_Assigned task_. Return, exactly, the line that contains "Target: fingers" together with all lines after it to the end of the entries, and no further lines.

Image point grounding data
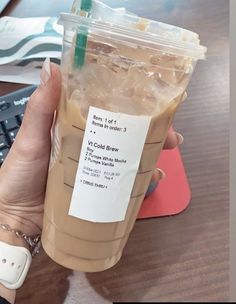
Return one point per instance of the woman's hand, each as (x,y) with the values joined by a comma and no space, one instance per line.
(23,175)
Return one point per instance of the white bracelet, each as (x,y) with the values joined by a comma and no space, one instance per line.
(32,241)
(15,262)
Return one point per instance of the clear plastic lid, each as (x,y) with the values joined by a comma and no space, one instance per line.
(99,11)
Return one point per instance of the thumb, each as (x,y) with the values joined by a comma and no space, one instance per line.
(36,125)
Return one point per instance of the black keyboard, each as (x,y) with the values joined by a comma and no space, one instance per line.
(12,108)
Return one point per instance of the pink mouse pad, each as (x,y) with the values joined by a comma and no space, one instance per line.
(173,194)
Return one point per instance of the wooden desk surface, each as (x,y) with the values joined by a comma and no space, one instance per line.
(180,258)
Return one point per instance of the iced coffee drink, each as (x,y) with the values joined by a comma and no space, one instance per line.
(111,125)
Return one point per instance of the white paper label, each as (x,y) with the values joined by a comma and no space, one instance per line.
(109,160)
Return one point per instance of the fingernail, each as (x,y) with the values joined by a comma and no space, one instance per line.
(180,138)
(161,173)
(45,72)
(184,96)
(153,185)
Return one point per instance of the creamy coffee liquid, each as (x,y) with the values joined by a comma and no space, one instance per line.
(113,83)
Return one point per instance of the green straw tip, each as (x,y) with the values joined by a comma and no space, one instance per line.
(86,5)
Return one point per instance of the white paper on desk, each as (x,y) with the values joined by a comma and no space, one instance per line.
(18,74)
(26,71)
(24,38)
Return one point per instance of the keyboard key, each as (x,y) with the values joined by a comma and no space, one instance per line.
(10,123)
(1,130)
(3,142)
(3,154)
(12,135)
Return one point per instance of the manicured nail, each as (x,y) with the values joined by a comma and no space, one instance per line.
(161,173)
(45,72)
(153,185)
(180,138)
(184,96)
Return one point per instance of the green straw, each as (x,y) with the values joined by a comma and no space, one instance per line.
(81,38)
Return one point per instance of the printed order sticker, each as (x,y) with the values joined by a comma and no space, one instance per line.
(109,160)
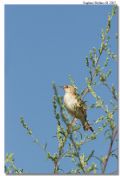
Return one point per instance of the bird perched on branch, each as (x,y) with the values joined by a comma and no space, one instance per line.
(75,106)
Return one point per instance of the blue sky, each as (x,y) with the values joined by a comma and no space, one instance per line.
(45,43)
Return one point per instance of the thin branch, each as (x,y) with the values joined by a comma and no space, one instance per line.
(110,149)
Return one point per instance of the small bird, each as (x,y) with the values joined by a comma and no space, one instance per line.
(75,106)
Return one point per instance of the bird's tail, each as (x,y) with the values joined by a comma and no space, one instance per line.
(87,126)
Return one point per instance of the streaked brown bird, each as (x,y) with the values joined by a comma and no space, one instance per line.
(75,106)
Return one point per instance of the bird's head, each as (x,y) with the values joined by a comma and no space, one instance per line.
(70,89)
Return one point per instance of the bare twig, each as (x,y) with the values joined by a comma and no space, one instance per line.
(110,149)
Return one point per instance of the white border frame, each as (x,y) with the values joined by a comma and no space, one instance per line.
(2,6)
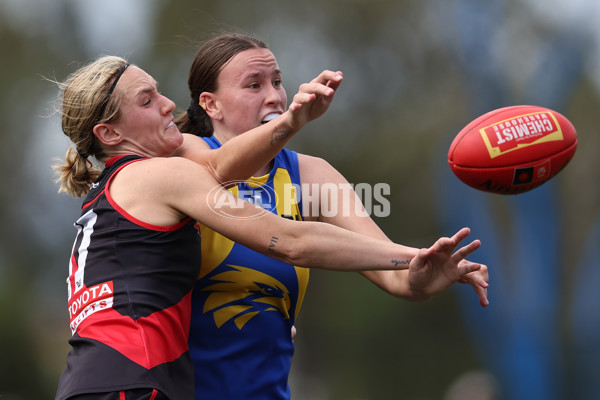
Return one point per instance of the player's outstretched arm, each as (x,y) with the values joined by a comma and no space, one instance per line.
(433,270)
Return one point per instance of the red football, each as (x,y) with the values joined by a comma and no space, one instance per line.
(512,150)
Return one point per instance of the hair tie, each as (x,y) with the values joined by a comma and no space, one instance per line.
(111,89)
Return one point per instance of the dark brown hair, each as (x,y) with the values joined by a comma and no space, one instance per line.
(204,72)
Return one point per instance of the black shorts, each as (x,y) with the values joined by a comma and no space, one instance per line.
(132,394)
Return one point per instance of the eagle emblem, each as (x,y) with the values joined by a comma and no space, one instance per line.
(243,293)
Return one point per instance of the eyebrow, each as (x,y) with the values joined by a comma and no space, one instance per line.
(148,88)
(260,73)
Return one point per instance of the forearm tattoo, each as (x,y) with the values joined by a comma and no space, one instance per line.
(278,136)
(273,243)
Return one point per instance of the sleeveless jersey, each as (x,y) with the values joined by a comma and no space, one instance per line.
(129,299)
(245,303)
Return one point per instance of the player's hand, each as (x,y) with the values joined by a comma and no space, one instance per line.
(314,98)
(434,269)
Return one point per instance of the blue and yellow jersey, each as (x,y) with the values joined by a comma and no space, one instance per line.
(245,303)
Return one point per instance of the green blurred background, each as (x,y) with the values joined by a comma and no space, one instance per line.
(402,101)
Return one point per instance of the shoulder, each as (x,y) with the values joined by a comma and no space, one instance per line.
(191,144)
(160,171)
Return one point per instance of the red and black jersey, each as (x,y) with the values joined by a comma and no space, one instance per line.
(129,290)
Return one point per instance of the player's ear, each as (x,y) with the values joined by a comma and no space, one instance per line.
(106,134)
(209,103)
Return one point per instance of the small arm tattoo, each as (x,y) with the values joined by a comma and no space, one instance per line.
(273,243)
(278,136)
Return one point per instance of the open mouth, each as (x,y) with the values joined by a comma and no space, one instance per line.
(270,117)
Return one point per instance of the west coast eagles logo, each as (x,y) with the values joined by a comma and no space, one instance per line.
(242,293)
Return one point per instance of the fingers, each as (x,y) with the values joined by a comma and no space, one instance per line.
(323,85)
(466,251)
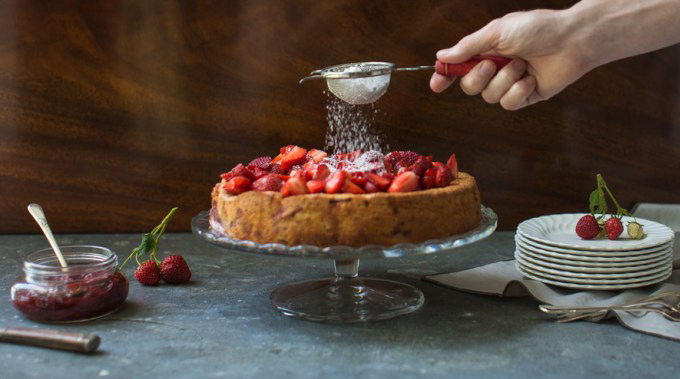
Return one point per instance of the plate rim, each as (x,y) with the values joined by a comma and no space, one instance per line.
(601,281)
(524,224)
(601,268)
(598,256)
(664,265)
(602,287)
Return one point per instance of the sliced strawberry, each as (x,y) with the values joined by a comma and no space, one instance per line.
(321,172)
(336,181)
(257,172)
(317,155)
(292,157)
(442,176)
(275,168)
(241,170)
(294,186)
(270,182)
(452,164)
(405,182)
(296,171)
(380,182)
(427,180)
(350,187)
(316,186)
(370,188)
(237,185)
(358,178)
(421,165)
(261,162)
(307,169)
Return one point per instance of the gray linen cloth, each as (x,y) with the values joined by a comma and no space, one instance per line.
(503,279)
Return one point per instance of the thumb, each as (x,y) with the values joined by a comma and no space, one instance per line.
(473,44)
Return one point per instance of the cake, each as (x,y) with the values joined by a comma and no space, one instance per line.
(306,197)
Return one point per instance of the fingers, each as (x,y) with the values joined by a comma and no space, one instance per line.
(439,83)
(473,44)
(477,79)
(520,94)
(500,84)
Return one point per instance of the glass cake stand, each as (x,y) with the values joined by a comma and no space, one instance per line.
(345,297)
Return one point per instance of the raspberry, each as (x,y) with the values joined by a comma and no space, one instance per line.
(587,227)
(613,227)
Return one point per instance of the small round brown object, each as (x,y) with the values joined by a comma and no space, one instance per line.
(347,219)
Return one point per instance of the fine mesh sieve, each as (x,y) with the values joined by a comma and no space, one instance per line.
(366,82)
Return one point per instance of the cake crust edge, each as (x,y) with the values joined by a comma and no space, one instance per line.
(346,219)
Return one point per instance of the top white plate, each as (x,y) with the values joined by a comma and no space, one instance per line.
(560,230)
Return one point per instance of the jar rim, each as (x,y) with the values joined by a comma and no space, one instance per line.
(94,257)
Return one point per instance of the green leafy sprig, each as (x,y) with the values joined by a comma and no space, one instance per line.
(598,202)
(149,245)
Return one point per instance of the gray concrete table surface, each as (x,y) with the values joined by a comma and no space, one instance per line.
(222,325)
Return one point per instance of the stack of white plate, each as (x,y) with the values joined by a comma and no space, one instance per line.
(548,250)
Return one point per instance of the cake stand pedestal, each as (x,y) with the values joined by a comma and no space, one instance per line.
(346,297)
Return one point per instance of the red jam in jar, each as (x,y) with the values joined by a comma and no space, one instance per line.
(90,287)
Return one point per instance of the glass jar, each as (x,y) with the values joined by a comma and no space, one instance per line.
(90,287)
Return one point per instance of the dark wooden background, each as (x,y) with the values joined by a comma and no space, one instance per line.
(112,112)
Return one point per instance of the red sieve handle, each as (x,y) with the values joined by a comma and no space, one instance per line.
(460,69)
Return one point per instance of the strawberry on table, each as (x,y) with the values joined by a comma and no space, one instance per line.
(174,270)
(148,273)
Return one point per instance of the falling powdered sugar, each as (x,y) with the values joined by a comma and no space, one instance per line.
(350,127)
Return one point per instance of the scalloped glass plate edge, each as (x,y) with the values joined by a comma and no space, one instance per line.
(200,226)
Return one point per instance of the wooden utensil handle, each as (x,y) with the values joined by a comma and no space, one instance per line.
(460,69)
(53,339)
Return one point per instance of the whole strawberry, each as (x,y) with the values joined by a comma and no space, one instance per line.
(635,230)
(587,227)
(148,273)
(613,227)
(174,270)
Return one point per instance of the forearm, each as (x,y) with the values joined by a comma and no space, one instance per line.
(609,30)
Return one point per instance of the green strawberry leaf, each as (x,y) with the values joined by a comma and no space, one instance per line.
(598,204)
(148,245)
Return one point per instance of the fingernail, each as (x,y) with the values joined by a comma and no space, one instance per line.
(486,69)
(442,53)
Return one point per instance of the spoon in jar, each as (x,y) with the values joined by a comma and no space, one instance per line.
(36,211)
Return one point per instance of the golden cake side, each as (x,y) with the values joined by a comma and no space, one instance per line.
(346,219)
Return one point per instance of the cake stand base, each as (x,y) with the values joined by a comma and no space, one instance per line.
(346,298)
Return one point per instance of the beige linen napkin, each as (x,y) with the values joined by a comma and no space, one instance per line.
(503,279)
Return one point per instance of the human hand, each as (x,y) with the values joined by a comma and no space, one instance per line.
(546,52)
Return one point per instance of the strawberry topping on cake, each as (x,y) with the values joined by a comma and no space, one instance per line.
(298,171)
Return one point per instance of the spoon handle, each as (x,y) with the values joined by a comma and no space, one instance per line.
(54,339)
(36,211)
(460,69)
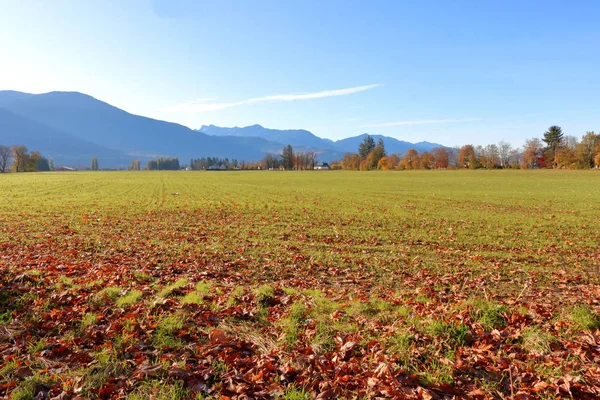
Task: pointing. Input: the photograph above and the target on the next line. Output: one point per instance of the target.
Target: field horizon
(298, 285)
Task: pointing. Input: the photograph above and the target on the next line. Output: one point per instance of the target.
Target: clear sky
(448, 71)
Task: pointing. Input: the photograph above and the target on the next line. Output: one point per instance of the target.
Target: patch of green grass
(454, 335)
(192, 298)
(132, 297)
(110, 292)
(158, 390)
(290, 291)
(584, 317)
(26, 390)
(9, 367)
(535, 339)
(107, 365)
(65, 281)
(35, 346)
(164, 334)
(88, 319)
(295, 393)
(167, 290)
(489, 314)
(264, 295)
(435, 372)
(402, 345)
(323, 341)
(203, 287)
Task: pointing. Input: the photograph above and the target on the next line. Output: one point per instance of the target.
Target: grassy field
(423, 284)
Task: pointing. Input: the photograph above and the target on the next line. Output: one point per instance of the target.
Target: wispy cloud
(201, 105)
(419, 122)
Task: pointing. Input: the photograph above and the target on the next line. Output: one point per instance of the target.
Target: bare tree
(5, 156)
(20, 156)
(504, 152)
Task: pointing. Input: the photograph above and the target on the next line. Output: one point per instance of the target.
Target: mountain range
(72, 127)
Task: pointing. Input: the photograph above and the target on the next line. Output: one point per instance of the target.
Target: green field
(480, 284)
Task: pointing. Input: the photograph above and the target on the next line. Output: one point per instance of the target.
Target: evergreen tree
(288, 157)
(553, 137)
(366, 147)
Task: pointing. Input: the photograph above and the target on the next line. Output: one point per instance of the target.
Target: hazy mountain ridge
(307, 140)
(72, 127)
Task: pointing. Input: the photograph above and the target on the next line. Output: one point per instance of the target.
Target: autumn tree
(504, 153)
(287, 157)
(586, 150)
(427, 160)
(351, 161)
(20, 156)
(383, 164)
(367, 145)
(376, 154)
(271, 161)
(490, 156)
(441, 157)
(5, 156)
(467, 157)
(411, 160)
(553, 137)
(135, 165)
(94, 164)
(37, 162)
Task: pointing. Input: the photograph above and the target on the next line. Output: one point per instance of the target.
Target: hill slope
(74, 126)
(89, 119)
(62, 147)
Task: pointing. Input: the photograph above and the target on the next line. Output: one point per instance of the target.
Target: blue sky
(452, 72)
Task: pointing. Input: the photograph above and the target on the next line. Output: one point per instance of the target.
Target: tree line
(18, 159)
(554, 150)
(290, 160)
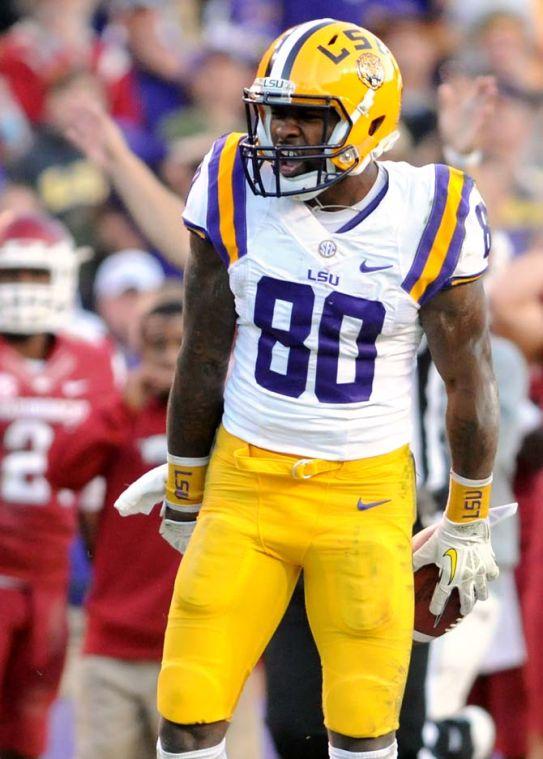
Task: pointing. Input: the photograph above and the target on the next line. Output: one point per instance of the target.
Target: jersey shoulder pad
(216, 205)
(445, 202)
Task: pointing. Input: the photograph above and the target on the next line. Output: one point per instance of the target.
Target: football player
(322, 267)
(46, 380)
(126, 610)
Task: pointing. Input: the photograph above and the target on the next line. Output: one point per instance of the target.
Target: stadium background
(170, 72)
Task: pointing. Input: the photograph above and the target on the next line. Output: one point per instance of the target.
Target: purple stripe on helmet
(239, 190)
(213, 212)
(195, 228)
(365, 212)
(455, 246)
(431, 228)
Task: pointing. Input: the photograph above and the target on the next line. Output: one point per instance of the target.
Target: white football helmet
(36, 242)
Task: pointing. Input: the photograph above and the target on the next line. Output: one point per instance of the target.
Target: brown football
(425, 581)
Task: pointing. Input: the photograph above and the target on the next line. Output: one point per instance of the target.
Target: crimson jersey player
(46, 381)
(133, 568)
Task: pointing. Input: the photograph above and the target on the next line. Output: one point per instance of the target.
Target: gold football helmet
(335, 66)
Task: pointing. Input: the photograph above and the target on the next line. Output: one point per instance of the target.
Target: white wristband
(467, 483)
(185, 461)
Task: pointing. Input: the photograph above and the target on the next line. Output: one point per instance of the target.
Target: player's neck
(31, 346)
(350, 190)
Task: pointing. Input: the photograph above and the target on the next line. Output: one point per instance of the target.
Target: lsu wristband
(185, 483)
(468, 499)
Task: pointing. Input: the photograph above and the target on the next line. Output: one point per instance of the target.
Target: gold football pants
(265, 517)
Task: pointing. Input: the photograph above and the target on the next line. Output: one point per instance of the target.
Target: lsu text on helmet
(32, 244)
(335, 66)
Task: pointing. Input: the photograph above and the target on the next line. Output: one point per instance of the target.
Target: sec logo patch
(327, 248)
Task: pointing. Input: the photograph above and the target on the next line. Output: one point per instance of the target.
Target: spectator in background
(218, 77)
(46, 379)
(125, 283)
(69, 186)
(134, 568)
(502, 42)
(155, 41)
(156, 210)
(54, 38)
(501, 159)
(418, 49)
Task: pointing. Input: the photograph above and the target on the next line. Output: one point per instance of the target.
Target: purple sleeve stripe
(200, 231)
(453, 281)
(239, 190)
(365, 212)
(455, 247)
(431, 228)
(213, 213)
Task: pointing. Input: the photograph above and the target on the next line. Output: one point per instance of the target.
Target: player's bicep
(209, 309)
(456, 326)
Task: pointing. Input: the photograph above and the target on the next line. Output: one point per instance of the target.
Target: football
(425, 581)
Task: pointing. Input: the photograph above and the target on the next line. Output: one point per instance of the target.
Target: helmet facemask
(258, 148)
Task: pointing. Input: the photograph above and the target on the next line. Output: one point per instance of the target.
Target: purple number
(372, 315)
(482, 218)
(302, 298)
(337, 305)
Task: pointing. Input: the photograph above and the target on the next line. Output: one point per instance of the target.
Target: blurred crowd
(106, 111)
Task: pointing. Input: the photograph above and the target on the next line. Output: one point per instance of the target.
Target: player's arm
(196, 398)
(456, 326)
(155, 209)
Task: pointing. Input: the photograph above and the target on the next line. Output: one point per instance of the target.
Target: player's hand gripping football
(465, 559)
(460, 546)
(179, 484)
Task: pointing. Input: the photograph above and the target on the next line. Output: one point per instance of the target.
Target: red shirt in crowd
(31, 60)
(134, 568)
(37, 521)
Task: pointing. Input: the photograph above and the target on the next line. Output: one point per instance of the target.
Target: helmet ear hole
(375, 124)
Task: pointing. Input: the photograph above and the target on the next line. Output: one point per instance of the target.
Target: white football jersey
(328, 324)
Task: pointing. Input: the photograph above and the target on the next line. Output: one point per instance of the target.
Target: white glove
(176, 533)
(141, 495)
(465, 559)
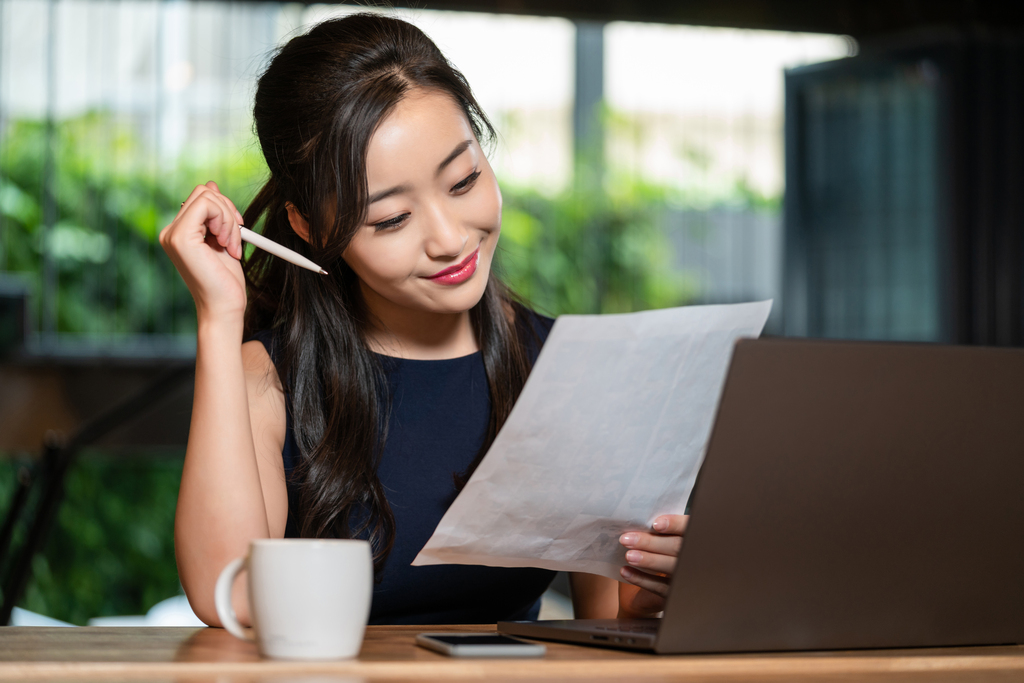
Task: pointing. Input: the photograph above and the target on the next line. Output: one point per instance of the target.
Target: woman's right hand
(205, 244)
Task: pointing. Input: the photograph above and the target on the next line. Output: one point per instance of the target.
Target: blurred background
(859, 163)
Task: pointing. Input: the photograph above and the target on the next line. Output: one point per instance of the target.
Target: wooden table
(389, 654)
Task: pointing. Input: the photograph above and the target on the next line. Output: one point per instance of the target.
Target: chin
(461, 298)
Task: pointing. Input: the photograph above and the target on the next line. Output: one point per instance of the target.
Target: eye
(391, 222)
(466, 182)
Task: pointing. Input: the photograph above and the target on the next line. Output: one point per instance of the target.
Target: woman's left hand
(651, 557)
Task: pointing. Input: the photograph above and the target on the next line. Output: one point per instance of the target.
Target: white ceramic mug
(308, 598)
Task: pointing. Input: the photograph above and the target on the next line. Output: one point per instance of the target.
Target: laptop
(854, 495)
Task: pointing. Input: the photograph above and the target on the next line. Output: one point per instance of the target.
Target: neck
(420, 335)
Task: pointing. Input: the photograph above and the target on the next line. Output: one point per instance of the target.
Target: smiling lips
(458, 273)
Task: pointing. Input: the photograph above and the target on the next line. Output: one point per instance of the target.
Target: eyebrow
(397, 189)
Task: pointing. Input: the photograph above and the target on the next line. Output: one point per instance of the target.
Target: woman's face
(434, 211)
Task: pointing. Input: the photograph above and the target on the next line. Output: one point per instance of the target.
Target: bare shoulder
(261, 376)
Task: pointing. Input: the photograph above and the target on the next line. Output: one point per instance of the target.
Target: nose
(445, 238)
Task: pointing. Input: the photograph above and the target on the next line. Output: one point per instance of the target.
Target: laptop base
(624, 634)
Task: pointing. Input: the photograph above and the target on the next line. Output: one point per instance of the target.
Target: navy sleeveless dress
(437, 422)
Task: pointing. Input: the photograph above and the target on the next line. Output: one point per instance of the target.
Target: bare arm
(594, 596)
(232, 486)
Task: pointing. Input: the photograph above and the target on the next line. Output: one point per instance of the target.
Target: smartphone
(479, 645)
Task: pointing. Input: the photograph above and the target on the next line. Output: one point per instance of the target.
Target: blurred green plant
(111, 201)
(597, 252)
(112, 549)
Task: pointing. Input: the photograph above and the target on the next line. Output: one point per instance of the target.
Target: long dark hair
(317, 104)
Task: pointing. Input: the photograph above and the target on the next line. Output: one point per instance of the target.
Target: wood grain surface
(390, 654)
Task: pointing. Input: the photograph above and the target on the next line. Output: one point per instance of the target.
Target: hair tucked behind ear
(316, 107)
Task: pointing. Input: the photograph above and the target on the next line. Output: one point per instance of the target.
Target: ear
(298, 221)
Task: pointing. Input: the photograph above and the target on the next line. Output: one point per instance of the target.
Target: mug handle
(222, 599)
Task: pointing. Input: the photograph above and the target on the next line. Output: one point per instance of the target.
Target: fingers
(674, 524)
(651, 561)
(217, 214)
(648, 582)
(656, 552)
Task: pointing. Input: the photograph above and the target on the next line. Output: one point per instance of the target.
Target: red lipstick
(458, 273)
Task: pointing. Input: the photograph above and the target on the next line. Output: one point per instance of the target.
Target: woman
(367, 396)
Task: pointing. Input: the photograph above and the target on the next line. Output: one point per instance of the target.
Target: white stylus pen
(279, 251)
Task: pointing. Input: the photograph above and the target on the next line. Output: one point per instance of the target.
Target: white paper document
(607, 434)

_Final answer_.
Target: fingers
(674, 524)
(651, 561)
(217, 214)
(648, 582)
(656, 552)
Task: pointing. Input: the photograph above and the target on the next line. Output: one point per instance of the target.
Target: red lipstick
(458, 273)
Task: pointing. Input: the photograph above and the target on the next line. Output: one point per instance of the target.
Target: woman
(367, 396)
Task: pointing. Input: the photograph above and the target on the next line. Output: one point per instance of the target.
Target: white stylus pen
(279, 251)
Task: pointing. Input: the photograph above and the target on the next line. Output: one point per instance of the target.
Target: white paper document
(607, 434)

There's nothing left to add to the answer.